[A block of data]
======

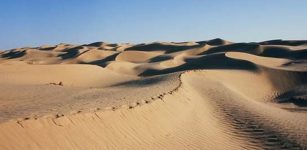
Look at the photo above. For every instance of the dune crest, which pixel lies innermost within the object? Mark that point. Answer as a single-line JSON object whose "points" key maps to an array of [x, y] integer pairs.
{"points": [[211, 94]]}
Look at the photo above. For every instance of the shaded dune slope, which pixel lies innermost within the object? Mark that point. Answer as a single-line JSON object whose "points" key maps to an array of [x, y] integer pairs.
{"points": [[191, 95]]}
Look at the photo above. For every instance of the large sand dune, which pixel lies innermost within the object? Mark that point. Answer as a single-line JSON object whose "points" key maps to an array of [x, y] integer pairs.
{"points": [[190, 95]]}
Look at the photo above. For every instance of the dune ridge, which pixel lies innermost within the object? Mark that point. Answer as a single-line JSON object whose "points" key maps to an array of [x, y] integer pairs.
{"points": [[164, 95]]}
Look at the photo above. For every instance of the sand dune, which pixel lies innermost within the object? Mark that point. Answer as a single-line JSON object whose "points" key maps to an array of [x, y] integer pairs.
{"points": [[212, 94]]}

======

(EXERCISE GOAL)
Write out every line of the records above exactly, leaving the pictures out.

(SOLUTION TO THE PROBLEM)
Look at the photo above. For every instance of the dune crest, which pixel lies innermost within the object? Mark that point. Answer as a single-line JSON object whose "points" key maps to an array of [x, y] integer pairs.
{"points": [[211, 94]]}
Look at the photo above. For every instance of the shaded dune slope, which pixel lies innermost within the object? Mark that point. Answer as a single-line JSON object whose "points" key maps to an array of [x, y] integer pairs.
{"points": [[191, 95]]}
Look at the photo above. For every instance of the large sand dune, which pixel lies innermost within the object? Mark that point. Answer as a single-line JSON object whose "points" key maps to an array of [x, y] integer pairs.
{"points": [[190, 95]]}
Look at the photo above. For every instance of the dune ridge, which pixel lies innermost within the object? Mark that point. Answer as a single-line JSON object whose "points" key maps to an array of [x, y] integer pairs.
{"points": [[164, 95]]}
Look at the photo above. For every instance of the sand dune, which pixel lies innermost within the object? Mark that point. Answer as a single-line JSON object whose "points" key maps to an array of [x, y] integer pairs.
{"points": [[212, 94]]}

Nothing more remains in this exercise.